Но какова же связь этих колебаний с тем, что Рылеев «всех виновных выдал»?

Еще раз заметим: названы только основные, формальные члены общества, главные ответчики за все. Вероятно, вечером 14-го, перед арестом, они успели на квартире Рылеева поговорить о том, как вести себя на суде, и условились раскрыть высокие цели, которыми это общество руководствовалось. Весьма характерно, что почти никто не думал бежать: это не по-товарищески, нельзя, чтобы за одного отвечали другие. Заварили кашу — надо самим расхлебывать (эти мотивы известны по многим декабристским мемуарам) [71].

Итак, члены общества отвечают за все. Следуя этой логике, Рылеев их называет. Следуя этой же логике, он позже раскроет историю и дела общества, не оправдывая себя и прося помиловать молодых. Но трагедия Рылеева, и не его одного, что на избранной им линии самозащиты не удержаться без страшных потерь! Слишком легко, независимо от воли заключенного, откровенность благородная превращается в откровенность вынужденную, одни имена ведут к другим именам, самоотверженность становится самооправданием, сожаление о средствах — раскаянием. Власть имела надежное оружие для превращения благородства Рылеева в ту искренность, которая была этой власти нужна. И вот логика ответов ведет Рылеева к новым открытиям и новым раскаяниям, и через несколько недель ему придется говорить куда больше, чем он намеревался сказать сначала. Рылееву казалось, что, защищаясь по-своему, он сохранит силу человека, говорящего высокую правду…

И.И. Пущин, 1825 г.

Исходные данные -
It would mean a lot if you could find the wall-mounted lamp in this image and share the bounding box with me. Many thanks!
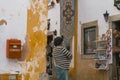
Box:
[103,10,109,22]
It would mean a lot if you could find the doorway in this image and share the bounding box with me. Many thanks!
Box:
[112,20,120,80]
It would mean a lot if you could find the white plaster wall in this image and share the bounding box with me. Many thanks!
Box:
[48,3,60,36]
[78,0,120,52]
[0,0,29,73]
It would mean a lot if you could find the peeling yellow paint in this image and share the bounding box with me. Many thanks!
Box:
[24,0,48,80]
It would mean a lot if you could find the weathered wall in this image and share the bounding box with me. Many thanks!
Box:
[25,0,48,80]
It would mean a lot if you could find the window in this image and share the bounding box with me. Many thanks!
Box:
[81,21,98,58]
[84,26,96,55]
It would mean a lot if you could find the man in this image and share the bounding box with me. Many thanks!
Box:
[53,37,72,80]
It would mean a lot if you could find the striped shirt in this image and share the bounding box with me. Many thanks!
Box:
[53,46,72,69]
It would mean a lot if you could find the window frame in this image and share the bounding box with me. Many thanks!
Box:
[81,20,98,58]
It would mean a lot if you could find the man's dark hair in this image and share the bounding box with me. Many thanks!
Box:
[54,37,63,46]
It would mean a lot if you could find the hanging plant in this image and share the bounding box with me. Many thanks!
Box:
[56,0,59,3]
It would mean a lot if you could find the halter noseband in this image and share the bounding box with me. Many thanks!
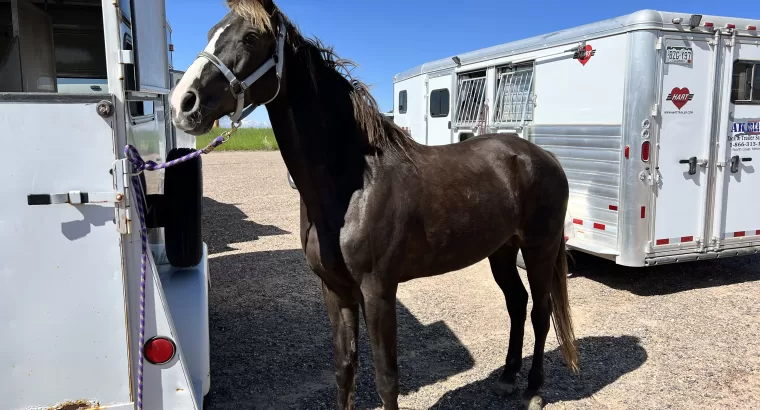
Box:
[198,20,285,125]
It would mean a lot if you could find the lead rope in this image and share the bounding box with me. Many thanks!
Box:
[124,123,238,410]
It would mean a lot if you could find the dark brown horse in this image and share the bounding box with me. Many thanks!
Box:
[171,0,578,409]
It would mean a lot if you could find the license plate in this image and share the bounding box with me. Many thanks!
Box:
[665,47,694,64]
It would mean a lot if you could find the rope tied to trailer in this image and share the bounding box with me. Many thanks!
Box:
[124,122,240,410]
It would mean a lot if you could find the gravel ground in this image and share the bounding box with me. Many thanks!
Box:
[203,152,760,410]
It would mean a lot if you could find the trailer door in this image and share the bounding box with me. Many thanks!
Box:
[427,74,451,145]
[712,36,760,247]
[642,36,716,252]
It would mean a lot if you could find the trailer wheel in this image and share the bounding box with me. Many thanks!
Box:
[164,148,203,268]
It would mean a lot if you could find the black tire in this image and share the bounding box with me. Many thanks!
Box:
[164,148,203,268]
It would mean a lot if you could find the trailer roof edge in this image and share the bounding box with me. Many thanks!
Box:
[393,9,760,83]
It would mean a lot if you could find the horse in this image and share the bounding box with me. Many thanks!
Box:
[169,0,578,410]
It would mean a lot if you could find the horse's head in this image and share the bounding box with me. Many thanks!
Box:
[170,0,285,135]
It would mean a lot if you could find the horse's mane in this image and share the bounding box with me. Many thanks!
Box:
[228,0,416,155]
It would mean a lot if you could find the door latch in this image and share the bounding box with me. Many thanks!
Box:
[731,155,752,174]
[678,157,707,175]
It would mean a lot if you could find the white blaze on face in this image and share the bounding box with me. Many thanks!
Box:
[170,24,230,112]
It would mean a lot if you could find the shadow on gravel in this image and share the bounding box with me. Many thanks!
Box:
[569,252,760,296]
[431,336,647,410]
[202,249,475,410]
[203,197,290,255]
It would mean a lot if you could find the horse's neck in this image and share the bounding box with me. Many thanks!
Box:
[267,60,365,230]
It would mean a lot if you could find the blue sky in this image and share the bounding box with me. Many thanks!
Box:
[166,0,760,126]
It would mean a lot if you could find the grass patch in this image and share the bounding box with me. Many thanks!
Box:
[195,128,280,151]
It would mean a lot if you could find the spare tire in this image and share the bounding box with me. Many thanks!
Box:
[163,148,203,268]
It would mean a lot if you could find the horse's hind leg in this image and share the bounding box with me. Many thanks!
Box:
[522,238,565,410]
[322,283,359,409]
[488,239,528,396]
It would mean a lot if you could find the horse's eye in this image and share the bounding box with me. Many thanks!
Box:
[243,33,258,45]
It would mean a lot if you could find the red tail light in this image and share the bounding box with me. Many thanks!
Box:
[143,336,177,364]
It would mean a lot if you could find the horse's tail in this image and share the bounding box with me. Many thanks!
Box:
[550,234,578,374]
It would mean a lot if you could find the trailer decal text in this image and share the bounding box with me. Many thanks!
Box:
[728,119,760,152]
[668,87,694,110]
[573,44,596,65]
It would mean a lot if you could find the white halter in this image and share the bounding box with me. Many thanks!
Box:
[198,20,286,126]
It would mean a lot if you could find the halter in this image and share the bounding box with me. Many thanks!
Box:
[198,20,285,126]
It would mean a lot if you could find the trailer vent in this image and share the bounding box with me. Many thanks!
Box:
[493,64,533,125]
[454,77,486,127]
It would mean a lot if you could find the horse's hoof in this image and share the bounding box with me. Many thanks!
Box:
[493,380,517,397]
[523,396,544,410]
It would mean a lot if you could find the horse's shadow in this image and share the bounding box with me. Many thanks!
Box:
[206,249,475,410]
[431,336,647,410]
[202,197,290,255]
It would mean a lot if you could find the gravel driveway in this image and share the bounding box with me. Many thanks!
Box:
[203,152,760,410]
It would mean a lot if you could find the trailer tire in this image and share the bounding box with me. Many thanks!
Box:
[164,148,203,268]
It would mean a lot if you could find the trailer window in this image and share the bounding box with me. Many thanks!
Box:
[398,90,406,114]
[731,61,760,104]
[493,62,534,124]
[454,71,488,127]
[430,88,449,117]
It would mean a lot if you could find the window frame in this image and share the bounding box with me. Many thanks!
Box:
[428,88,451,118]
[730,59,760,105]
[398,90,409,114]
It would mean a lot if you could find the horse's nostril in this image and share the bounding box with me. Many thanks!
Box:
[180,91,198,113]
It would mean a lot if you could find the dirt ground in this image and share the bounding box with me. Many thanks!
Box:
[203,152,760,410]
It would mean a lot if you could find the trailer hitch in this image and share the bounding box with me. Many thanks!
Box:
[731,155,752,174]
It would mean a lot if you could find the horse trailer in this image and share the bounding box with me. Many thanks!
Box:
[393,10,760,266]
[0,0,211,410]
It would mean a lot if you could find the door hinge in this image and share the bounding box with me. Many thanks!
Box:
[119,50,135,64]
[111,159,132,235]
[26,191,124,206]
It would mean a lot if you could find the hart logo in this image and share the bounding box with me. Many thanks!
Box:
[573,44,596,65]
[668,87,694,110]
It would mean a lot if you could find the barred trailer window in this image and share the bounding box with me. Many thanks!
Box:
[493,62,534,124]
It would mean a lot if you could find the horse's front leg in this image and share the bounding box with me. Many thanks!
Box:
[361,280,398,410]
[322,282,359,410]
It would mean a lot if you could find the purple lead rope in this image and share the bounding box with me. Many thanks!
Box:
[124,133,230,410]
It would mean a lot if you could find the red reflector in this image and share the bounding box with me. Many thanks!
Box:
[144,337,176,364]
[641,141,651,162]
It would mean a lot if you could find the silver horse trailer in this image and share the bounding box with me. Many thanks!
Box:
[394,10,760,266]
[0,0,210,410]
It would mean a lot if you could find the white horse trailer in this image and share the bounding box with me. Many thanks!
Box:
[0,0,210,410]
[394,10,760,266]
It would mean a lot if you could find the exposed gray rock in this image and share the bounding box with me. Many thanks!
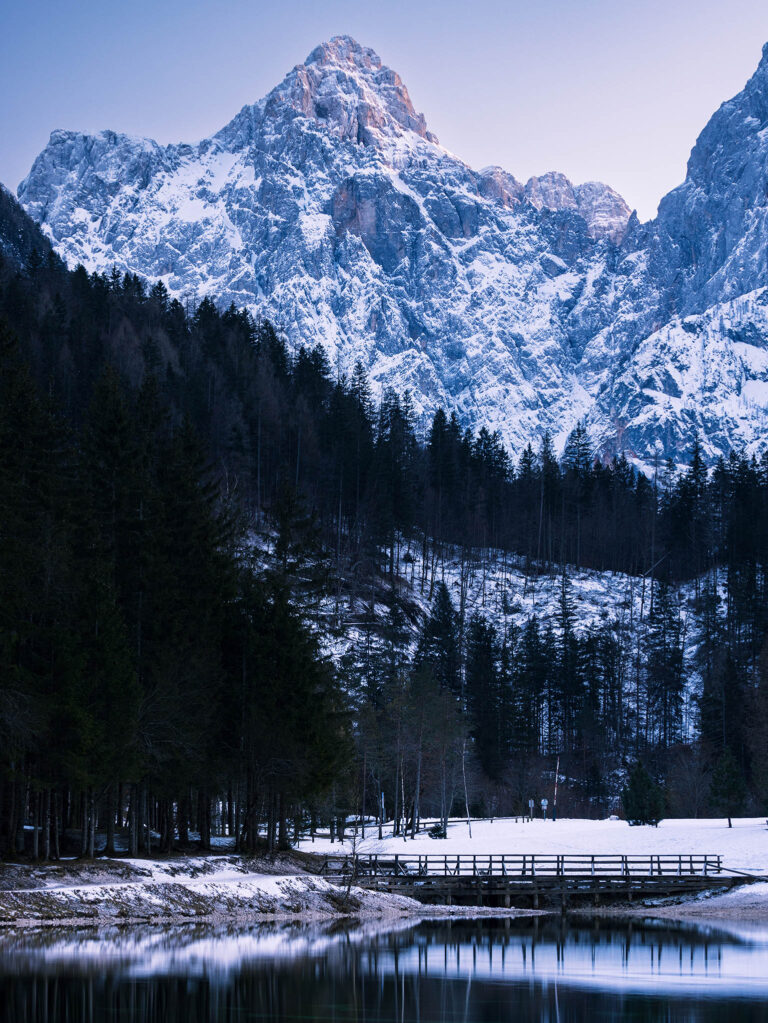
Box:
[18,31,768,464]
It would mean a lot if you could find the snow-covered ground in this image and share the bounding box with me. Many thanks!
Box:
[299,817,768,876]
[0,856,419,926]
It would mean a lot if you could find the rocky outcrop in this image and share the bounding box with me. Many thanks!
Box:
[18,37,768,464]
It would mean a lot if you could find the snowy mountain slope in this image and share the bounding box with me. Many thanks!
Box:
[18,37,768,464]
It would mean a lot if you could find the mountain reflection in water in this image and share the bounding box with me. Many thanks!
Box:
[0,918,768,1023]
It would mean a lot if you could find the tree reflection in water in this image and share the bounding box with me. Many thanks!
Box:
[0,918,768,1023]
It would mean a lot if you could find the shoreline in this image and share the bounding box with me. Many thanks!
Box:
[0,853,768,933]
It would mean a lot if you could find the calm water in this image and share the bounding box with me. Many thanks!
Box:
[0,918,768,1023]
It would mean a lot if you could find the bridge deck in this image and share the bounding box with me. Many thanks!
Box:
[314,853,747,906]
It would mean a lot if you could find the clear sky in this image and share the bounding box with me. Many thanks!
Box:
[0,0,768,219]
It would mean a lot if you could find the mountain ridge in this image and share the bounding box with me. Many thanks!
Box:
[13,36,768,466]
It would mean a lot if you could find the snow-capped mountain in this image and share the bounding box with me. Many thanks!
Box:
[18,37,768,464]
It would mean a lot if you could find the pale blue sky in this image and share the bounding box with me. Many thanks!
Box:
[0,0,768,219]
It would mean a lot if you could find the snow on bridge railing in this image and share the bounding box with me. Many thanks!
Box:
[320,853,723,879]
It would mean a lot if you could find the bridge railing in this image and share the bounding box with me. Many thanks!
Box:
[320,853,723,879]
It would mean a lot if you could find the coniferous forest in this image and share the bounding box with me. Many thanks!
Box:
[0,235,768,858]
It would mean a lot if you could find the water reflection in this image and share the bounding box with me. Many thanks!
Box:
[0,918,768,1023]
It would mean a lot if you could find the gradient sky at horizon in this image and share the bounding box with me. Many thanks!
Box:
[0,0,768,220]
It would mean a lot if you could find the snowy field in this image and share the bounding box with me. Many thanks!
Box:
[298,817,768,876]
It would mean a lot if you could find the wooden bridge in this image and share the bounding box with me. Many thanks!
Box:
[320,853,756,908]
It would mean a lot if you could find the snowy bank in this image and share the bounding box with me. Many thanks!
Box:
[0,856,529,927]
[299,817,768,876]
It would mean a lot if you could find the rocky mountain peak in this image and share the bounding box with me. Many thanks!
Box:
[256,36,437,145]
[13,36,768,465]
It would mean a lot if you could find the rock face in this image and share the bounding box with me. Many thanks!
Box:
[18,31,768,465]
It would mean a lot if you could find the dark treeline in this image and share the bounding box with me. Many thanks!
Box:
[0,247,768,856]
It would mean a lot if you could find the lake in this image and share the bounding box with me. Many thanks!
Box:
[0,917,768,1023]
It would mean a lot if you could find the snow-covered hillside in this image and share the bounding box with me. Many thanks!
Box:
[18,36,768,464]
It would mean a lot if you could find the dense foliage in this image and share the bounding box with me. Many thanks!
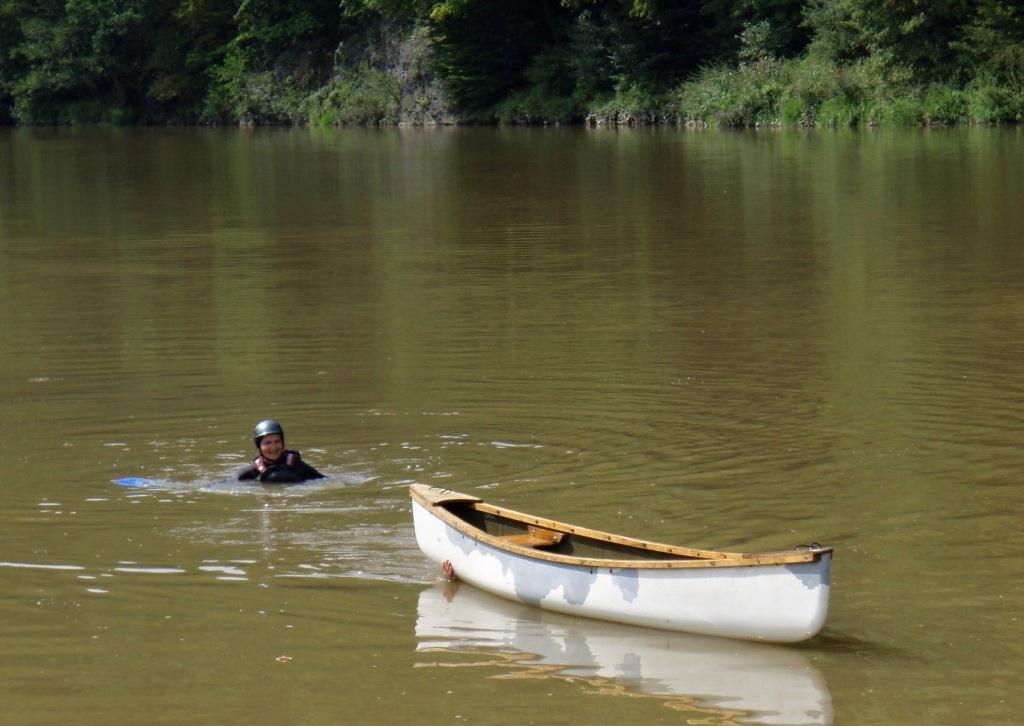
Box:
[0,0,1024,125]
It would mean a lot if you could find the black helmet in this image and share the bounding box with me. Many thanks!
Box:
[253,419,285,449]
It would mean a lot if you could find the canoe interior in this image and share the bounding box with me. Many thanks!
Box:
[440,502,700,561]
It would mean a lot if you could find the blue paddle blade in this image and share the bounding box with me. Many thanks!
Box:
[112,476,157,487]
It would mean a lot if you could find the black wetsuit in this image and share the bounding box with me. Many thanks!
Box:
[239,451,324,484]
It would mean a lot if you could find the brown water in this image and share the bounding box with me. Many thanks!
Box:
[0,129,1024,724]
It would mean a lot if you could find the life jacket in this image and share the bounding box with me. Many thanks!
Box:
[253,450,301,476]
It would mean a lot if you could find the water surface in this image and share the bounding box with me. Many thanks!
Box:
[0,129,1024,724]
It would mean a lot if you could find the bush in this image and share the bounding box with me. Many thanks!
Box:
[307,65,401,126]
[923,85,968,124]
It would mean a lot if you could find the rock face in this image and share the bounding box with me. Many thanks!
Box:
[332,23,458,126]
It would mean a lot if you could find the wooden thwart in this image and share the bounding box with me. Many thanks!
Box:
[498,524,565,547]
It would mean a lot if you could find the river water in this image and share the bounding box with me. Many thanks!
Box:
[0,129,1024,725]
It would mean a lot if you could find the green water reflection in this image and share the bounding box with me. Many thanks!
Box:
[0,129,1024,724]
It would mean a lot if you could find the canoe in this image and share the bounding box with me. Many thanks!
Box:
[409,484,833,643]
[416,583,835,726]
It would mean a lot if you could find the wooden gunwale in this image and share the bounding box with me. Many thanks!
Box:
[409,484,831,569]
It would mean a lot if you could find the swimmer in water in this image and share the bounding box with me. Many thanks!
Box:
[239,419,324,484]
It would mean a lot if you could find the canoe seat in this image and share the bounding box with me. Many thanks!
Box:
[498,524,565,547]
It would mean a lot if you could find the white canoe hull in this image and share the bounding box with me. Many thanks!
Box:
[413,500,831,642]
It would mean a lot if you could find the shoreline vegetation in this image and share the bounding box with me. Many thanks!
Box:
[0,0,1024,127]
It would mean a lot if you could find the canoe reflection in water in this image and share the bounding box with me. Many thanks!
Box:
[416,583,833,725]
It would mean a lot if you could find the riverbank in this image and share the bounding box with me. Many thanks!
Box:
[0,5,1024,127]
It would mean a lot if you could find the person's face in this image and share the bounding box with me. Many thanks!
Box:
[259,433,285,462]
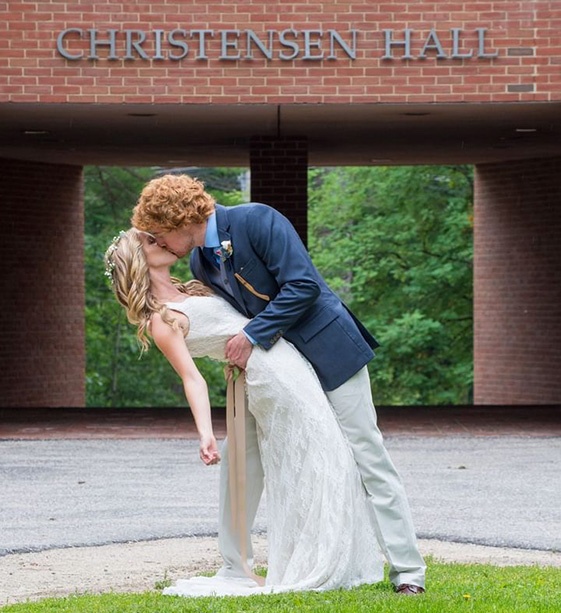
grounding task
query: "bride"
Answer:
[105,228,383,596]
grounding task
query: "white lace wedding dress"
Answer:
[160,296,383,596]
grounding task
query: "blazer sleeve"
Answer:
[240,205,321,349]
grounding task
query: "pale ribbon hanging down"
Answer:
[224,365,265,586]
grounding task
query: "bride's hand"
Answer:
[199,436,220,466]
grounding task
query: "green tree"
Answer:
[309,166,473,405]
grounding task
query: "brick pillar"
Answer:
[250,136,308,244]
[0,160,85,407]
[474,158,561,404]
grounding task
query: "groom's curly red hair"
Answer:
[131,175,216,232]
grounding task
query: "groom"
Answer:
[132,175,426,595]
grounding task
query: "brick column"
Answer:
[0,160,86,407]
[249,136,308,243]
[474,158,561,404]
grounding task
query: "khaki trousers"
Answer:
[218,366,426,587]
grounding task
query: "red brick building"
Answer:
[0,0,561,407]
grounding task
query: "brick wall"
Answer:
[250,136,308,244]
[474,158,561,404]
[0,160,85,407]
[0,0,561,104]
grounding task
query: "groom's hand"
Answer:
[225,332,253,370]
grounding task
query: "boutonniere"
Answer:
[220,241,234,262]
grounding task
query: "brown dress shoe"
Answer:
[395,583,425,596]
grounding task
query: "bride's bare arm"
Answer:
[150,313,220,464]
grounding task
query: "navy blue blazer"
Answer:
[190,203,378,391]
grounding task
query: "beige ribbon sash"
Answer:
[224,365,265,585]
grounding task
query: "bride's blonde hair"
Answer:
[105,228,213,351]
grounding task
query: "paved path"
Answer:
[0,436,561,555]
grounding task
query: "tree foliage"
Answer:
[309,166,473,405]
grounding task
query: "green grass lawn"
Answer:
[0,557,561,613]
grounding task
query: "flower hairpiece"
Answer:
[103,230,125,285]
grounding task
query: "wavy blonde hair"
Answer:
[131,175,216,232]
[105,228,213,353]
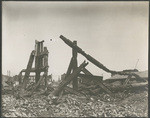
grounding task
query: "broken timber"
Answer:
[18,40,49,93]
[22,51,35,89]
[60,35,140,78]
[53,61,88,96]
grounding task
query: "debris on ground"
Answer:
[2,85,148,117]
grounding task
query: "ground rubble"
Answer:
[2,87,148,117]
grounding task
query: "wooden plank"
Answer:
[65,58,73,78]
[53,61,88,96]
[82,68,93,75]
[64,86,83,96]
[79,74,103,81]
[72,41,78,90]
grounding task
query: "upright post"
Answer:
[72,41,78,90]
[35,41,40,83]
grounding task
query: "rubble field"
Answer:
[2,86,148,117]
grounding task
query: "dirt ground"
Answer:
[2,88,148,117]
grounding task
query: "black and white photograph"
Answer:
[1,1,149,118]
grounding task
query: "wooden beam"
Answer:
[72,41,78,90]
[82,68,93,75]
[22,50,35,89]
[53,61,88,96]
[64,86,83,96]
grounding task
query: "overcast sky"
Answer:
[2,1,149,78]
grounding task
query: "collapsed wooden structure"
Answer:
[51,35,147,97]
[19,40,49,93]
[15,35,148,97]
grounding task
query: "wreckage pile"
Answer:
[2,83,148,117]
[2,36,148,117]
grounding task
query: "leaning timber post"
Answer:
[43,47,49,89]
[18,72,22,85]
[35,41,40,83]
[53,61,88,96]
[72,41,78,90]
[22,50,35,89]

Краткое задание 1 - В тексте о Рылееве найдите предложение, начинающееся словами «Слишком легко, независимо от воли заключенного». Перечислите все названные в нем переходы в виде пар «из чего — во что».
Краткое задание 2 - Представьте строки перечня в виде таблицы Markdown со столбцами «№» и «Строка». Возьмите строки с первой строки перечня до строки с «[24,0,48,80]» включительно, а изображения в таблицу не включайте.

Полный ответ 1 -
1. Откровенность благородная — откровенность вынужденная.
2. Одни имена — другие имена.
3. Самоотверженность — самооправдание.
4. Сожаление о средствах — раскаяние.

Полный ответ 2 -
| № | Строка |
|---|---|
| 1 | It would mean a lot if you could find the wall-mounted lamp in this image and share the bounding box with me. Many thanks! |
| 2 | Box: |
| 3 | [103,10,109,22] |
| 4 | It would mean a lot if you could find the doorway in this image and share the bounding box with me. Many thanks! |
| 5 | Box: |
| 6 | [112,20,120,80] |
| 7 | It would mean a lot if you could find the white plaster wall in this image and share the bounding box with me. Many thanks! |
| 8 | Box: |
| 9 | [48,3,60,36] |
| 10 | [78,0,120,52] |
| 11 | [0,0,29,73] |
| 12 | It would mean a lot if you could find the peeling yellow paint in this image and share the bounding box with me. Many thanks! |
| 13 | Box: |
| 14 | [24,0,48,80] |